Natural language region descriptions
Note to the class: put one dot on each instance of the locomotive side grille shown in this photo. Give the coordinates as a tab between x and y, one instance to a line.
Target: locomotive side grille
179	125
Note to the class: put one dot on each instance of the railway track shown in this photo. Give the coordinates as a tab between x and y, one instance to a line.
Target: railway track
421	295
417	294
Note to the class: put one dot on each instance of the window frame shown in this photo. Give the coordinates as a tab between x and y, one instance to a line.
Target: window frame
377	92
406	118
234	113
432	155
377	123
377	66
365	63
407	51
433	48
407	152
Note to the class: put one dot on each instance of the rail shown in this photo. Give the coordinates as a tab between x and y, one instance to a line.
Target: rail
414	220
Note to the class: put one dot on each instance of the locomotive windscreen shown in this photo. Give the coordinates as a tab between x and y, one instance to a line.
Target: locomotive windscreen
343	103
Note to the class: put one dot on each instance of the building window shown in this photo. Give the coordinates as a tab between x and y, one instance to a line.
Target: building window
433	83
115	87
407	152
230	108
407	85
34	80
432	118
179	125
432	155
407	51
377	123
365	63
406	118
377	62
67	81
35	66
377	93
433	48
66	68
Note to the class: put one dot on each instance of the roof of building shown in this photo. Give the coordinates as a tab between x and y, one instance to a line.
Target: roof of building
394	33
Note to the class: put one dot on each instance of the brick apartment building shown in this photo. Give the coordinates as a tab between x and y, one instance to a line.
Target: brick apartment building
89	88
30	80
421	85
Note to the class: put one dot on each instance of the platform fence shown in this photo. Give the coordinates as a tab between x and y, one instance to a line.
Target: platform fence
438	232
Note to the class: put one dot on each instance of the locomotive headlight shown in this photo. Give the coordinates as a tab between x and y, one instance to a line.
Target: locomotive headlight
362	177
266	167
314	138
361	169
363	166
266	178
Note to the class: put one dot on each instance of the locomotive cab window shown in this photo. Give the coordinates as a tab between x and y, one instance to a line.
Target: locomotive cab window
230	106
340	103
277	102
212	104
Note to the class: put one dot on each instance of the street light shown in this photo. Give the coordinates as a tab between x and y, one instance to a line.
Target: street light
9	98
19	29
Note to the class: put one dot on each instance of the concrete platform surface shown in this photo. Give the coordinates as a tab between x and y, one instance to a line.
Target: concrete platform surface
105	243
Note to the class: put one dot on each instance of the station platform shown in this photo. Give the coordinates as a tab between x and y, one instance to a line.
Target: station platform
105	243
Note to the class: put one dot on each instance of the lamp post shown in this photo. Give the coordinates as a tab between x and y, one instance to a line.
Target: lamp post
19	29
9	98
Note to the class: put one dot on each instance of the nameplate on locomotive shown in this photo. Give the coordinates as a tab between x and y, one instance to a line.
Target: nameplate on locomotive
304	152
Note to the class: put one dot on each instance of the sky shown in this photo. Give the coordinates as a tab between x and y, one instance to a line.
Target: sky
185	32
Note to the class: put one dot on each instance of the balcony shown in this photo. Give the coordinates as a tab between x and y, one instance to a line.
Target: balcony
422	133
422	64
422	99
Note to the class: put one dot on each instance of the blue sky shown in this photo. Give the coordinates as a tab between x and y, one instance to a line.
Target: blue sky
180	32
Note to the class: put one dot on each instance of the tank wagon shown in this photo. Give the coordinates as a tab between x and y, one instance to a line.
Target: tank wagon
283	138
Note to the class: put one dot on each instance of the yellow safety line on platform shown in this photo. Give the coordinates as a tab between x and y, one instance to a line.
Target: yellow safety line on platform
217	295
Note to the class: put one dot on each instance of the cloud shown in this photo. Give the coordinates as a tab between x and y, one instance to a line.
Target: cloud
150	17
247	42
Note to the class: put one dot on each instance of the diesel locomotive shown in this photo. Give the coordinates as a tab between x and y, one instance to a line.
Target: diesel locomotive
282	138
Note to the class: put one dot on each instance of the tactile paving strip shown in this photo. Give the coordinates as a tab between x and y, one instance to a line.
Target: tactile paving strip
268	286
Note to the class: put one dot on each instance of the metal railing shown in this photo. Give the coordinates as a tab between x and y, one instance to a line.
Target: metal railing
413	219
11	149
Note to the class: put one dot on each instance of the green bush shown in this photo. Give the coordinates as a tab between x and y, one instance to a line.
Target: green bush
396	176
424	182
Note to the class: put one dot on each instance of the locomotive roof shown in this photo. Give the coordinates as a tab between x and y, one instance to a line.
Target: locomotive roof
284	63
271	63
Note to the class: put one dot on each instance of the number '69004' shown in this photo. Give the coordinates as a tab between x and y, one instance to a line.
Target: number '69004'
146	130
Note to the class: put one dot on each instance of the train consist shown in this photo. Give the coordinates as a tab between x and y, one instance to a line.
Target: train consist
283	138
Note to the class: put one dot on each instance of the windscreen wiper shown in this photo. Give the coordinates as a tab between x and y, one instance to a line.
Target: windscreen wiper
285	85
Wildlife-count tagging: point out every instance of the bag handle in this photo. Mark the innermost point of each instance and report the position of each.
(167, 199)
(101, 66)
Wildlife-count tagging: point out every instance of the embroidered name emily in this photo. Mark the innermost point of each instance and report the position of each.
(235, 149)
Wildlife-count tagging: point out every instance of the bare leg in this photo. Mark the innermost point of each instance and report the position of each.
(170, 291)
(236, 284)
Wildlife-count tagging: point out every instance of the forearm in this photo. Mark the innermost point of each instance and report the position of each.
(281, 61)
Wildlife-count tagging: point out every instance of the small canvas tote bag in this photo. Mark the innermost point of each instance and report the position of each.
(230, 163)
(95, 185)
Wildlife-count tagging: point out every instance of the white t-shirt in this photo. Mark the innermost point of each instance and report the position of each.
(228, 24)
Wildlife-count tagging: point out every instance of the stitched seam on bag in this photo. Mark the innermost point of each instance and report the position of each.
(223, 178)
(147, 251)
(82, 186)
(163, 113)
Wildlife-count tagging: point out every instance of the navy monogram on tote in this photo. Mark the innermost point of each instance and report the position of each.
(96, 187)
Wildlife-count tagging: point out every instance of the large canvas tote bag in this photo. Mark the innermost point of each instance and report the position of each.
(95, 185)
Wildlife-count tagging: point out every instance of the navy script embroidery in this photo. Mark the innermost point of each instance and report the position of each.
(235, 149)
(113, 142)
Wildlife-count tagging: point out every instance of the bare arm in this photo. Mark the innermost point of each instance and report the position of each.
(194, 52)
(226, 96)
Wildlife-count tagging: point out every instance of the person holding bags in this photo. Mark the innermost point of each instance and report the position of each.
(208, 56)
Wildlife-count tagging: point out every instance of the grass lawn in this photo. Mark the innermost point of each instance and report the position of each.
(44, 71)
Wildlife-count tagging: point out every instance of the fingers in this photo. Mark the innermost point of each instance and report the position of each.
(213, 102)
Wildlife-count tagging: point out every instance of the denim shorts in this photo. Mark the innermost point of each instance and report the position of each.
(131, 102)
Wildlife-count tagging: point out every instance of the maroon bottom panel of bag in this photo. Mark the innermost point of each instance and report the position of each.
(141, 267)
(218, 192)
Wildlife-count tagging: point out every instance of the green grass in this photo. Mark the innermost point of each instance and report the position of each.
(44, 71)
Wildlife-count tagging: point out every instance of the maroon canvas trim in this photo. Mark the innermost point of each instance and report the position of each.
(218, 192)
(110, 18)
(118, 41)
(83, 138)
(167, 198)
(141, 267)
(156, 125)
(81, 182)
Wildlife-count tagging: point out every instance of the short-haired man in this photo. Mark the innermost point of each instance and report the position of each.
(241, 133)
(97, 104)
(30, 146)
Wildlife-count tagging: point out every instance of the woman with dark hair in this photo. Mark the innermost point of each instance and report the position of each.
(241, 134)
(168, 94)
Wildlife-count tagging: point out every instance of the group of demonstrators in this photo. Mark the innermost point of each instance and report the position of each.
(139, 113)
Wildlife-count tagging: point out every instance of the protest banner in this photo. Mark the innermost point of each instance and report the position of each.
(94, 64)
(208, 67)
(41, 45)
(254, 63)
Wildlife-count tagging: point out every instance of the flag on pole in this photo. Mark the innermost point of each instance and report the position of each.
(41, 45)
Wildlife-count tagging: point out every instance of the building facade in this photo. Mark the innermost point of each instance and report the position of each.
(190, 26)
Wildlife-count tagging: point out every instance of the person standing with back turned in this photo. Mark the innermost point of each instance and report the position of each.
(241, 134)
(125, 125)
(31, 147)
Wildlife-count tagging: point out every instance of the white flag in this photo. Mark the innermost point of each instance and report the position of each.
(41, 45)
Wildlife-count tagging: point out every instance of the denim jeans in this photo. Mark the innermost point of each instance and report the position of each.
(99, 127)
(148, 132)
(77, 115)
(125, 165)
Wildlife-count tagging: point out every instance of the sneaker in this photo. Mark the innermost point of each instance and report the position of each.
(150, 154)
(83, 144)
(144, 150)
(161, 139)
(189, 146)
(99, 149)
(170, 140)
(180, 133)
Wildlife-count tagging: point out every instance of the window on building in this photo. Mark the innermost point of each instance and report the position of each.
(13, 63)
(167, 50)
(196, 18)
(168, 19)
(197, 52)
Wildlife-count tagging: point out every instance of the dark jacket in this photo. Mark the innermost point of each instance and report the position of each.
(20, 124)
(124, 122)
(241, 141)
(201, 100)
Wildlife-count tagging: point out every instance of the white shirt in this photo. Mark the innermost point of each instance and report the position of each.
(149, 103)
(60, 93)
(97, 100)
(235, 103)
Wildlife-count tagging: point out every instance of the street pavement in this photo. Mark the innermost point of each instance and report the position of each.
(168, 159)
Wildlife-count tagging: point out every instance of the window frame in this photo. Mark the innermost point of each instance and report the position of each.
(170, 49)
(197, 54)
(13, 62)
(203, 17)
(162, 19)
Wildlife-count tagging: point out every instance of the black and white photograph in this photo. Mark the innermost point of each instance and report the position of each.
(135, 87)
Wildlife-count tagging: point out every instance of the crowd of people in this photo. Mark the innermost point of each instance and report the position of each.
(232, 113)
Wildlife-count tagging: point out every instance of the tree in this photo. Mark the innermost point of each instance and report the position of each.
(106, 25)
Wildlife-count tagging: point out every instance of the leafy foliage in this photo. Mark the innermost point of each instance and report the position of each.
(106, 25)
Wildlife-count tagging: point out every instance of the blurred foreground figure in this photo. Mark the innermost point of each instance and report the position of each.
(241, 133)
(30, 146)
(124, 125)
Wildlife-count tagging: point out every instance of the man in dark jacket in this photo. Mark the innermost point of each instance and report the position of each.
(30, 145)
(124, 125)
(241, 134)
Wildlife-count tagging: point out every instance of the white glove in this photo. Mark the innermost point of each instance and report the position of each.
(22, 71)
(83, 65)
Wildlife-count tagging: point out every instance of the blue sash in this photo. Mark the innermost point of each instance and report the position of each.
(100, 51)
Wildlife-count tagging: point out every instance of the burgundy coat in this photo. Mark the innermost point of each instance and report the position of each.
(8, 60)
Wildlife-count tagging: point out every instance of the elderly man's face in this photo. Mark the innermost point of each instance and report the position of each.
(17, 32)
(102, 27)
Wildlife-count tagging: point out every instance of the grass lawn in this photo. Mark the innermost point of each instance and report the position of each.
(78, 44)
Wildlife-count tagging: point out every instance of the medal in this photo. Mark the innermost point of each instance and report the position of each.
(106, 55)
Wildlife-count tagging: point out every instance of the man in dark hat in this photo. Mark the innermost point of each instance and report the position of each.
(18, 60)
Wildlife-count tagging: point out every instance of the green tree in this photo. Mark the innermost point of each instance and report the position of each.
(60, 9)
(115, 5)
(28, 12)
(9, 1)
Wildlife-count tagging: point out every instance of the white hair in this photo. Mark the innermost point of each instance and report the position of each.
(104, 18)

WORK ITEM :: The records above should be printed exactly, please, from the first line through the line containing "of the railway", with both ends kept and nothing past it.

FINAL ANSWER ::
Note to the class: put one dot on each instance of the locomotive side grille shown in this photo. Give the coordinates as a tab between x and y, one instance to a line.
Target: locomotive side grille
179	125
Note to the class: put one dot on each instance of the railway track shown in this photo. Give the coordinates as a tab between x and y, one instance to a line.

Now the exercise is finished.